* _ЗАДАНИЕ A_: Перечислите всё, что, согласно цитате из статьи в тексте о «деле колокольчиков», однопартийная система делала возможным.
* _ЗАДАНИЕ B_: Продолжите текст о «деле колокольчиков», начав сразу после его последнего предложения.

* _ИСХОДНЫЙ ТЕКСТ_:
*-*-*

12 июня 1965 года в Ленинграде была арестована группа аспирантов и студентов Ленинградского технологического института. Им вменялось в вину издание подпольного журнала "Колокол", в котором публиковались статьи с критикой советской власти. Девять человек получили разные сроки лишения свободы, обыски и допросы были проведены по многим адресам в разных городах и республиках СССР. Примечательно, что основные фигуранты "дела колокольчиков" называли себя "истинными марксистами" и высказывались лишь против "извращения" этого учения в СССР. Но и этого в КГБ им не простили.
По воспоминаниям ленинградского диссидента Евгения Кушева, "на этом суде произошел курьезный эпизод.
– Почему вы назвали свой журнал "Колокол"? – спросил один из судебных заседателей.
Кто-то из обвиняемых ответил: "По аналогии с Герценом". Но заседатель так ничего и не понял, он просто не знал всего этого. Ну, например, слово "аналогия". А если и слышал что-то краем уха о Герцене, то уж никак не мог предположить, что он и "Колокол" какой-то там издавал".
Тексты, анонимно публиковавшиеся в ленинградском "Колоколе", содержали жесткую критику "ведущей и направляющей роли КПСС" в политической жизни страны: "У нас в стране многие начинают понимать, что наличие легальной оппозиционной партии если и не подорвало бы бюрократизм, то, во всяком случае, серьезно ограничило бы произвол бюрократии и сделало ее более подконтрольной. В связи с этим идеологи бюрократизма пытаются как-то оправдать эту дискредитировавшую себя систему и представить ее как наиболее совершенный политический механизм. Напротив, однопартийная система неизбежно приводила к фактической ликвидации основных демократических свобод и делала возможными массовые репрессии, нарушения законности, массовые закрытые суды, выносившие приговоры на основе доносов и полученных под пыткой признаний обвиняемых. Однопартийная система фактически смогла превратить страну в концлагерь громадных размеров". (Из статьи "От диктатуры бюрократии к диктатуре пролетариата". Колокол. Ленинград. 1965 г.)
Всего в июньские дни 1965-го по "делу колокольчиков" органами КГБ было арестовано девять человек: Валерий Ронкин, Сергей Хахаев, Вадим Гаенко, Вениамин Иофе, Валерий Смолкин, Сергей Мошков, Борис Зеликсон, Валентина Чикатуева, Людмила Климанова. Ронкину и Хахаеву предъявлено обвинение в написании программного документа "От диктатуры бюрократии – к диктатуре пролетариата", и всем девяти – издание неподцензурного журнала "Колокол", распространение листовок антисоветского содержания. Обыски и допросы были проведены по 200 адресам в разных городах и республиках СССР.

*-*-*

* _ЗАПИСИ_:

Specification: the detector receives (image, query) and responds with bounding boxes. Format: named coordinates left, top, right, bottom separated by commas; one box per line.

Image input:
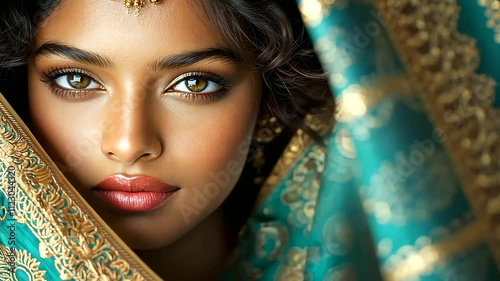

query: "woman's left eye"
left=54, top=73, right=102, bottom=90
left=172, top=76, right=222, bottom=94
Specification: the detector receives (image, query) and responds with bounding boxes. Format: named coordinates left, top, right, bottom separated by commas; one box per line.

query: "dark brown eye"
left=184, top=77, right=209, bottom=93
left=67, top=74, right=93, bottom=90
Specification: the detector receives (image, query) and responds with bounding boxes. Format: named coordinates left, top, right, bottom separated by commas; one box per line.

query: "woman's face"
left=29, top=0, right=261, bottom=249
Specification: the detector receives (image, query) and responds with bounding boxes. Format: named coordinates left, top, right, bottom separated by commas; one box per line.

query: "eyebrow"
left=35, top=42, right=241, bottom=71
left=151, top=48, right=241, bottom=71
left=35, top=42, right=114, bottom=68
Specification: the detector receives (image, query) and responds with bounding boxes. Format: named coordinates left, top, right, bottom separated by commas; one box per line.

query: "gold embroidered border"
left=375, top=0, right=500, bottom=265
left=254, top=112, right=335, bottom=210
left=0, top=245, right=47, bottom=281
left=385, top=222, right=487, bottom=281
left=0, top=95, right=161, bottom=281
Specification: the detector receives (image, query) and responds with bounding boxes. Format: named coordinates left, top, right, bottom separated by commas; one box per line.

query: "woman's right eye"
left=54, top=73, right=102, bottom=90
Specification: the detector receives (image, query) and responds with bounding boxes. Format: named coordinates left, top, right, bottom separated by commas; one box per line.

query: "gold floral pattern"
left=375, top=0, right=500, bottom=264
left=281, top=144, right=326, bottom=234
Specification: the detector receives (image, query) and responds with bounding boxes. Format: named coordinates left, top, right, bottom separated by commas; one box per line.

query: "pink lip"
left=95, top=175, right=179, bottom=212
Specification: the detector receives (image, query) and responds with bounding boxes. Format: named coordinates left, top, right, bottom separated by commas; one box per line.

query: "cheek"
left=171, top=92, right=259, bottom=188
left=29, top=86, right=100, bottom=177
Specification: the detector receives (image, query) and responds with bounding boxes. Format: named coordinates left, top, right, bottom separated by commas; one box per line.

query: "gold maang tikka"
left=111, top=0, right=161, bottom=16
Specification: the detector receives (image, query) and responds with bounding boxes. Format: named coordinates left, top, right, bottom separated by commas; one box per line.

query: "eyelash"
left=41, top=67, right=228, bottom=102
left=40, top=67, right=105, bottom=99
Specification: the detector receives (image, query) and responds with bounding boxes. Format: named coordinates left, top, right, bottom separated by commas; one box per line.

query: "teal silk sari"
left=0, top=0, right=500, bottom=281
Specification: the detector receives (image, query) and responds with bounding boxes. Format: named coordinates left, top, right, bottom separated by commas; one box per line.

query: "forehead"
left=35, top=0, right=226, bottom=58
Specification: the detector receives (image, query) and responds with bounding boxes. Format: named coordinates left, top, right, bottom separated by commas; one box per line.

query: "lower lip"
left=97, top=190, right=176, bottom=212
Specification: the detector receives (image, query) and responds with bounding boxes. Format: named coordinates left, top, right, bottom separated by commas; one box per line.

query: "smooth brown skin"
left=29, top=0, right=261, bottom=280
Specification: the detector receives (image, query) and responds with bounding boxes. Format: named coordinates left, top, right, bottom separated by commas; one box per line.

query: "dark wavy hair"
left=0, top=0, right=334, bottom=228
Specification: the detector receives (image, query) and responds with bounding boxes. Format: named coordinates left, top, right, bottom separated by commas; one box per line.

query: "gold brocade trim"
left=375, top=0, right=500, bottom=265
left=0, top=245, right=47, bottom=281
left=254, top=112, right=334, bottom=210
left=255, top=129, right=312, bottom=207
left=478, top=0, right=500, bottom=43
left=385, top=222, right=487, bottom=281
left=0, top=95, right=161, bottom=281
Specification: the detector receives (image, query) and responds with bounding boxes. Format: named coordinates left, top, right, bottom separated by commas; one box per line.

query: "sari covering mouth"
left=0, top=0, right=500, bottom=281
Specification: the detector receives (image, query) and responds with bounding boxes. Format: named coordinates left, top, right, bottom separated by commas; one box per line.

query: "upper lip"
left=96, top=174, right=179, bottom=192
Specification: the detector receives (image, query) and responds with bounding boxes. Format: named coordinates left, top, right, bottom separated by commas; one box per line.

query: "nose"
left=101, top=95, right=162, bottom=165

*-*-*

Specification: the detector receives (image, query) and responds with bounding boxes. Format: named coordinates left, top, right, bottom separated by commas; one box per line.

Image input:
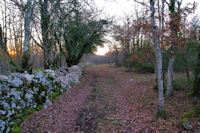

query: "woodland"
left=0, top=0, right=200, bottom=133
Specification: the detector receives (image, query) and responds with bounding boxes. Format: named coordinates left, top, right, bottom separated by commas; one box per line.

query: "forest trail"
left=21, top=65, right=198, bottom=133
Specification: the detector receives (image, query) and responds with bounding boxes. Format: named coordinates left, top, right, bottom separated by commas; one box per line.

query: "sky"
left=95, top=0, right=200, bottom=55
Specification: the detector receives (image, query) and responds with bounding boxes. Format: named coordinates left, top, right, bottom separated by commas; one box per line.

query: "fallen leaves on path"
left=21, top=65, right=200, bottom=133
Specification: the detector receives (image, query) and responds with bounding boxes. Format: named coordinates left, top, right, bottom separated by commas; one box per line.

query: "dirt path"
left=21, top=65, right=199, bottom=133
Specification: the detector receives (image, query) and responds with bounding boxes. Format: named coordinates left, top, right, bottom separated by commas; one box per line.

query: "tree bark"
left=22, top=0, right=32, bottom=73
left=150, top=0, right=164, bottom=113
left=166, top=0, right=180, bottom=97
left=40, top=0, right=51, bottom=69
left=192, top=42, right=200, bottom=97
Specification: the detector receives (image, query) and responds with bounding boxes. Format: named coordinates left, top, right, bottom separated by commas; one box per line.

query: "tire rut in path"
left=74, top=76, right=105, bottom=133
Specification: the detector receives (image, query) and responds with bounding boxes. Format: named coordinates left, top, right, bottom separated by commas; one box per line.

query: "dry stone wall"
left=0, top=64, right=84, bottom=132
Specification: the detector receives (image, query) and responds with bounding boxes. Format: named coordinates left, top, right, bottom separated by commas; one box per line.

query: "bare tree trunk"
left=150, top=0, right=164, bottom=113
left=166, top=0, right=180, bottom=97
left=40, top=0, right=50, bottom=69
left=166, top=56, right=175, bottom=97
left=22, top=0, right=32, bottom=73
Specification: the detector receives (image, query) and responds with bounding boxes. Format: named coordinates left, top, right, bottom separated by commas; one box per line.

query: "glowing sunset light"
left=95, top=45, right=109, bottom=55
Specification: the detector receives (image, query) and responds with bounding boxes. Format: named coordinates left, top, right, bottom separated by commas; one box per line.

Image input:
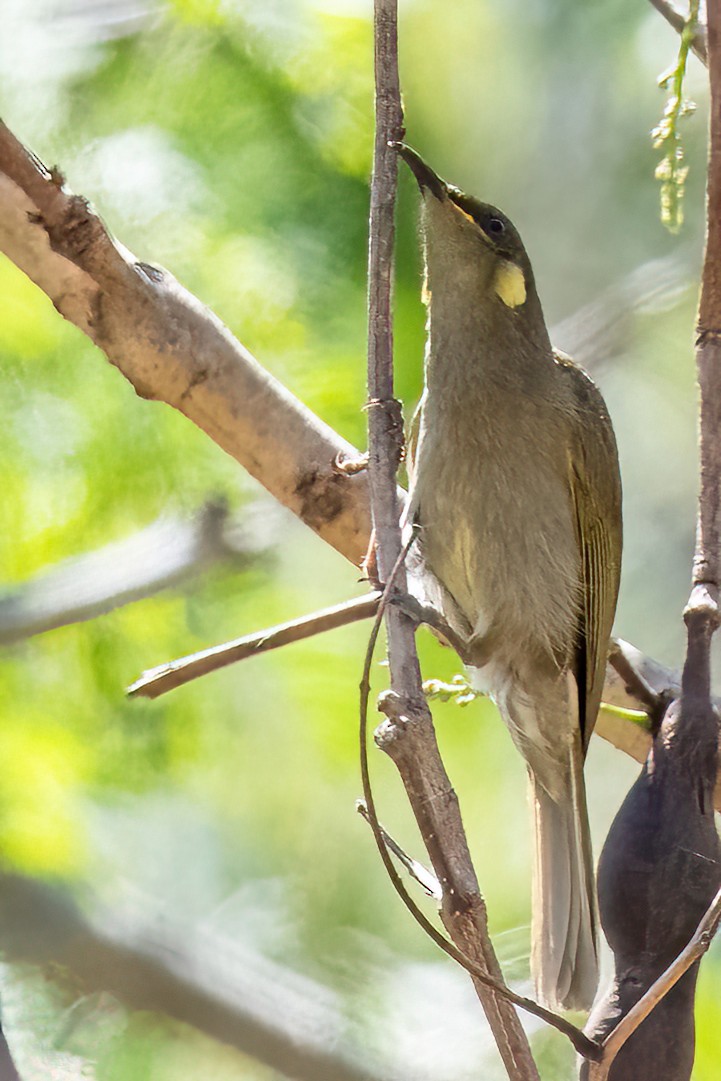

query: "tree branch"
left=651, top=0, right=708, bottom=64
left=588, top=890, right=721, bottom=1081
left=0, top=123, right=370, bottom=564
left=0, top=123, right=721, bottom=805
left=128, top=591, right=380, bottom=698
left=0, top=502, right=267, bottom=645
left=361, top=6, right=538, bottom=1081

*-*-*

* _ОТВЕТ A_: Массовые репрессии, нарушения законности, массовые закрытые суды, выносившие приговоры на основе доносов и полученных под пыткой признаний обвиняемых.

* _ОТВЕТ B_:
Материалы дела "колокольчиков" насчитывают 17 томов. Это и личные дела участников, и старательно расчерченные сотрудниками КГБ схемы распространения листовок, и фотографии изъятых при обыске журналов. Участникам было назначено разное наказание: от 4 до 7 лет лишения свободы. Через 10 лет, в 1975 году, все они впервые собрались в Ленинграде после освобождения. С тех пор день ареста стал для них "днем колокольчиков", торжеством свободы, товарищества, дружбы и любви. А с 1992 года этот день стал официальным праздником Российской Федерации. Правда, не в честь "колокольчиков", а потому что 12 июня 1990 г. Верховный Совет РФ принял "Декларацию о суверенитете России". По этому поводу участники некогда "преступной группы" любят шутить с интонацией одного известного телеведущего: "Совпадение? Не думаю!"
Об истории группы и своем участии в ней корреспонденту Север.Реалии рассказал Владимир Гаенко, живущий в Санкт-Петербурге.
– 12 июня мы будем в 56-й раз отмечать "дело колокольчиков". Мы делаем это каждый год. Раньше приезжали друг к другу в гости, теперь жизнь раскидала нас по разным странам и городам. Все чаще встречаемся онлайн. "Колокольчики" образовались из молодых ребят, студентов и аспирантов Ленинградского технологического института, которых связывала между собой тесная дружба. Это была компания очень близких по духу людей, единомышленников, которых не устраивала существующая в стране действительность и которые решили, что об этом нужно говорить. Мы хотели привлечь внимание людей к тем проблемам социального и политического характера, которые существовали в стране.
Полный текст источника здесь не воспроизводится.